A block of data
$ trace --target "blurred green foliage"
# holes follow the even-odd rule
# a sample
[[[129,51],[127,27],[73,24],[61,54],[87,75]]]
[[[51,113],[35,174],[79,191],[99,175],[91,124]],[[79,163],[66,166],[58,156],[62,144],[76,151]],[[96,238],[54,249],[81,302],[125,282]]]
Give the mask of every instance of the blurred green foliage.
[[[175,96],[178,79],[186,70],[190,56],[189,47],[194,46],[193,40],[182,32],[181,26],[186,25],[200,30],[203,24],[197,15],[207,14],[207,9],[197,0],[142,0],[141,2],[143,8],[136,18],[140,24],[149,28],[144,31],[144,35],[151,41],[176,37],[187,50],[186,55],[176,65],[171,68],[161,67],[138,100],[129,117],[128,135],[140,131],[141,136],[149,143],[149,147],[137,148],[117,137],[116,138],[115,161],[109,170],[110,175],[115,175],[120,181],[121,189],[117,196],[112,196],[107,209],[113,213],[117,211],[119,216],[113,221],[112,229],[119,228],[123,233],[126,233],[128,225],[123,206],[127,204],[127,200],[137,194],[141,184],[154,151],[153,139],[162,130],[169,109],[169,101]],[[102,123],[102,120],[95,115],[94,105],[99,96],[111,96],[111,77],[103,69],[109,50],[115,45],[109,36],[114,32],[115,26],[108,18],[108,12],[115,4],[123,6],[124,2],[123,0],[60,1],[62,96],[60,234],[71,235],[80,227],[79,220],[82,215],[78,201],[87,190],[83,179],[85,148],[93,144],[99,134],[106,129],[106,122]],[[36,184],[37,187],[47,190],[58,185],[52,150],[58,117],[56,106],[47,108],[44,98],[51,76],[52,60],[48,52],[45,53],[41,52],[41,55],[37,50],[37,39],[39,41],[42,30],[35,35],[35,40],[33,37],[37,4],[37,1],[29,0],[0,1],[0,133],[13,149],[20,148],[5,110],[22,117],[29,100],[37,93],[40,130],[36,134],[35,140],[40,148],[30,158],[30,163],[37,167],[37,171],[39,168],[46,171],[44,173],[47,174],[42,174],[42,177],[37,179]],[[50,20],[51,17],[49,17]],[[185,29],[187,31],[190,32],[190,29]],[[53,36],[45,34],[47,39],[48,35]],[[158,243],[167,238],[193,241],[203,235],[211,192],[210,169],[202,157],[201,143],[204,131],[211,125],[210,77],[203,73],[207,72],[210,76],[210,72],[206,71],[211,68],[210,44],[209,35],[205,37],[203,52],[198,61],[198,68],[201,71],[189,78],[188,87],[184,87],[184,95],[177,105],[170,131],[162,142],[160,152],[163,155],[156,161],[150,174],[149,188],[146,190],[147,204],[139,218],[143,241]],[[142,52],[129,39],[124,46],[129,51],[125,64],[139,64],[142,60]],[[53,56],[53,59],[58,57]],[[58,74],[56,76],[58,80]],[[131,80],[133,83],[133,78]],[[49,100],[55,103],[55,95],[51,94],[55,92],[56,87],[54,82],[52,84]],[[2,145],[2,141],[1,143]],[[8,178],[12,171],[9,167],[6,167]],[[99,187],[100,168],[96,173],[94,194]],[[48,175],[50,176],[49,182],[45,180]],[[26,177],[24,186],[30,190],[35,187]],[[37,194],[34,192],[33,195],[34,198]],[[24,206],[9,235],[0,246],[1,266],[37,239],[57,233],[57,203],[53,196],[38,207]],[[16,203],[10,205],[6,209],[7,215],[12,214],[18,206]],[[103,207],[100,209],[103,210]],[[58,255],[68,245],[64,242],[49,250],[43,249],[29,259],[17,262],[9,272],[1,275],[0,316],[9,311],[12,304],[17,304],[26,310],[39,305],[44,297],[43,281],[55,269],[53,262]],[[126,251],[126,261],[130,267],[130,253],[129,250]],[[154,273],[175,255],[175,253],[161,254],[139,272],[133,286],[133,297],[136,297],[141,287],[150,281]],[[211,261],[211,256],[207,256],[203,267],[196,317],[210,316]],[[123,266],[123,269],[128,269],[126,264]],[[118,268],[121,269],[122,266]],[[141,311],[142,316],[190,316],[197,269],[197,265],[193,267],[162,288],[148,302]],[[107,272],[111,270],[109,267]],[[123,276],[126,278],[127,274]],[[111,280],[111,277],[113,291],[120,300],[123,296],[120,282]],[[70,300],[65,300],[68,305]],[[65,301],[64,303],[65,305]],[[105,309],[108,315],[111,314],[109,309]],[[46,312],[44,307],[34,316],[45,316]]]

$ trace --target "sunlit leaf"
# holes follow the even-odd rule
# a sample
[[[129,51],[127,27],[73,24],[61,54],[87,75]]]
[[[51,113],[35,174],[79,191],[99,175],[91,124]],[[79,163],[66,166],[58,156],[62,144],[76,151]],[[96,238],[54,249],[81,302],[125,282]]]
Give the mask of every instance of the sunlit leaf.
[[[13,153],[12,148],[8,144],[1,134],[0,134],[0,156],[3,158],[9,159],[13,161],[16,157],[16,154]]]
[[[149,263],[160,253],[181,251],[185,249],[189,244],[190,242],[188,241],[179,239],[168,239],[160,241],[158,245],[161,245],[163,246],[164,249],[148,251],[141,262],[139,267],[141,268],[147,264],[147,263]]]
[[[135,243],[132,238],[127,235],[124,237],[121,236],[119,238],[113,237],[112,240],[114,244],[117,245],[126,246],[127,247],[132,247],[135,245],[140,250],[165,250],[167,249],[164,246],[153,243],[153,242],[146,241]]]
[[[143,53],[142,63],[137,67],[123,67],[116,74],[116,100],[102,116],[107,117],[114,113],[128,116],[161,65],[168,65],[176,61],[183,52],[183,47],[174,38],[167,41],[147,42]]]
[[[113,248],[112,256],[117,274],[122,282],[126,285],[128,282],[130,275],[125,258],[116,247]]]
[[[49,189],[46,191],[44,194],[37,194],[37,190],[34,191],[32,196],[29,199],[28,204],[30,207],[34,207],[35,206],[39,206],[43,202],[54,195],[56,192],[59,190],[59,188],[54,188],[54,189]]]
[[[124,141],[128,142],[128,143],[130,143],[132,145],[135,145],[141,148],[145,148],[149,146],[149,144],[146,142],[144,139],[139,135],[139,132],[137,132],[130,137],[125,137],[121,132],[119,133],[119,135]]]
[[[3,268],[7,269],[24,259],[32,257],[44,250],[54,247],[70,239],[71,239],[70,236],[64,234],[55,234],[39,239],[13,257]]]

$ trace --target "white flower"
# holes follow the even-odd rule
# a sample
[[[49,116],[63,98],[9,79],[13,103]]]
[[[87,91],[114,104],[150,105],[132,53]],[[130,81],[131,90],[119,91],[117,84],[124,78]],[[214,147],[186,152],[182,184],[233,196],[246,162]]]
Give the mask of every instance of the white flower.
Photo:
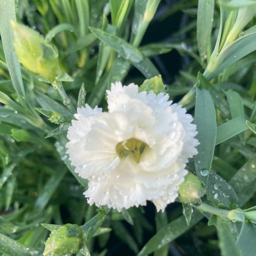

▸ Your instructions
Pull out and copy every line of the records above that contains the word "green".

▸ Written response
$ trace --target "blurred green foliage"
Give the mask of every instance of the blurred green foliage.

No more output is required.